Assigned task: Extract from the entries below, exactly as given, only the lines from the line containing "of the scrambled" to the line containing "of the checkered", both lines included.

Input for this task:
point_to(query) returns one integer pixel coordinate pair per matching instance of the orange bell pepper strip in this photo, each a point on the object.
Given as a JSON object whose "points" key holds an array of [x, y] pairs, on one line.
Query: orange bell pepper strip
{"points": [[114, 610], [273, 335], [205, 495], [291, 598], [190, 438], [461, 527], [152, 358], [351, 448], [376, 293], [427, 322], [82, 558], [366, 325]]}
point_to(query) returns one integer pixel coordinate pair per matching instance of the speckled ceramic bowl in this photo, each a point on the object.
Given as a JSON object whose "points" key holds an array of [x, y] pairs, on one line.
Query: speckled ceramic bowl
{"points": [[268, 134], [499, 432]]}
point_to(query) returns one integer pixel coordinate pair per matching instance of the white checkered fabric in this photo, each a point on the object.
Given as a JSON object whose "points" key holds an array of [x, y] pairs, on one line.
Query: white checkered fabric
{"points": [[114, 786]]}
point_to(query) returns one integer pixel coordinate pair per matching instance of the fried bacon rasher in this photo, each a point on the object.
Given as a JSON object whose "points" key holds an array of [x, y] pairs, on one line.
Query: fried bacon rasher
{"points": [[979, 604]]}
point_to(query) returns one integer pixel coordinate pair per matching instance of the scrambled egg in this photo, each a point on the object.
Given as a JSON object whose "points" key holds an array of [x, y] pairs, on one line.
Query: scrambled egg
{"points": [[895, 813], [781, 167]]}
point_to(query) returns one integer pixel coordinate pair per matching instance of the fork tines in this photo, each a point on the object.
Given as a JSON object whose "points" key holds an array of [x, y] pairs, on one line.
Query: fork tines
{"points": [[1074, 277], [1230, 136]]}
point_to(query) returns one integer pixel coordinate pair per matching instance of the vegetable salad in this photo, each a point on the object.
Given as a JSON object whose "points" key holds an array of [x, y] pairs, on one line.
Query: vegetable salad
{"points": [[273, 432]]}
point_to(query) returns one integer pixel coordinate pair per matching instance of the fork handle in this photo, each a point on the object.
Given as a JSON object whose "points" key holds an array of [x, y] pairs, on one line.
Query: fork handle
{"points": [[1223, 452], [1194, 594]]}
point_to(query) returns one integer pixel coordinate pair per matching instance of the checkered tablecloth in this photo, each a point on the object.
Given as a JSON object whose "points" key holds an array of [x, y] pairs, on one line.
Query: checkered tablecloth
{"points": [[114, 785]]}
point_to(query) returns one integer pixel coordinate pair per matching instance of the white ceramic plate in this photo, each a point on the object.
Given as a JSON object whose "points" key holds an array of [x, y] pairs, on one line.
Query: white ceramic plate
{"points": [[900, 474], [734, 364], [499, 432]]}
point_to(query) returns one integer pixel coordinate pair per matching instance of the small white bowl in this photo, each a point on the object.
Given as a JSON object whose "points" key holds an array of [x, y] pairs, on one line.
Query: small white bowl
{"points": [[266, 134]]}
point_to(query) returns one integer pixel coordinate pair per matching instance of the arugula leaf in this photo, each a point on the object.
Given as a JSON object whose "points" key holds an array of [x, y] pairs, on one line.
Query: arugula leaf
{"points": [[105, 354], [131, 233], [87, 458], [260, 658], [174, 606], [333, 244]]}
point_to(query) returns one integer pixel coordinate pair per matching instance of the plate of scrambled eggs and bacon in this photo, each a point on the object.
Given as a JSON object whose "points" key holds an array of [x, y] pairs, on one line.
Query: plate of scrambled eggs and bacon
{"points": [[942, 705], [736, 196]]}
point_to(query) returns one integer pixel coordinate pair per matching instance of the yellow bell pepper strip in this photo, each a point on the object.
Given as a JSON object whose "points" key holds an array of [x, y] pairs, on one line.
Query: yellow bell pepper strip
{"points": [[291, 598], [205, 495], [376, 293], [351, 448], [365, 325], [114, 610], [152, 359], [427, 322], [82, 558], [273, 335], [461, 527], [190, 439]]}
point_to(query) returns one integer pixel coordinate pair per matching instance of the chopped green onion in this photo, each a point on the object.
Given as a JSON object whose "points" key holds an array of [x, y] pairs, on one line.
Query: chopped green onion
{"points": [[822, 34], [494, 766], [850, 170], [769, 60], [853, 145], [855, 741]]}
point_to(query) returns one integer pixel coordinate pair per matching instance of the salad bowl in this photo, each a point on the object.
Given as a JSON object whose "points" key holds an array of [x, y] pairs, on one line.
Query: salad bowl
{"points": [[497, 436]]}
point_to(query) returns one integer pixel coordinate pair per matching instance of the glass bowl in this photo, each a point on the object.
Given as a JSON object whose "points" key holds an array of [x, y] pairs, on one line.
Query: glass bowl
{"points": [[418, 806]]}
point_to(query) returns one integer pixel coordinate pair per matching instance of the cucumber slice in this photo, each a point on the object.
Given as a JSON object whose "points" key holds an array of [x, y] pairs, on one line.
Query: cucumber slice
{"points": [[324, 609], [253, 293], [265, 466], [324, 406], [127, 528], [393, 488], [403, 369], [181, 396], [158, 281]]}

Result below:
point_to(query) returns one integer pixel coordinate pair per matching instance of the scrambled egg in this photo, each a point on the object.
Given as a JSON object whose "points" key holds an array of [x, y] pairs, on one line.
Query: scrambled egg
{"points": [[895, 813], [781, 167]]}
point_to(query) returns one integer pixel coordinate pair per matching instance of the fork tines in this photo, each a point on the object.
Given as a JSON object whose "points" key holds an array of [x, y] pairs, on one line.
Query: fork tines
{"points": [[1074, 277], [1230, 136]]}
point_to(query) returns one integer pixel coordinate pair per matching instance of the vegetable salad in this photo, each a point on the object.
Given as a JSON object whose "points" key holds an array of [x, y] pairs, on one line.
Query: vegetable salad
{"points": [[273, 432]]}
point_to(query) returns one integer pixel coordinate pair per matching instance of the fork handle in this photo, each a point on the object.
Given as a JSON object whose "points" key holds an array of [x, y] pairs, on one line.
Query: fork handle
{"points": [[1223, 452], [1194, 594]]}
point_to(query) returns one integer pixel coordinate pair per matching instance of the checkered tablecloth in this photo, each a point on the object.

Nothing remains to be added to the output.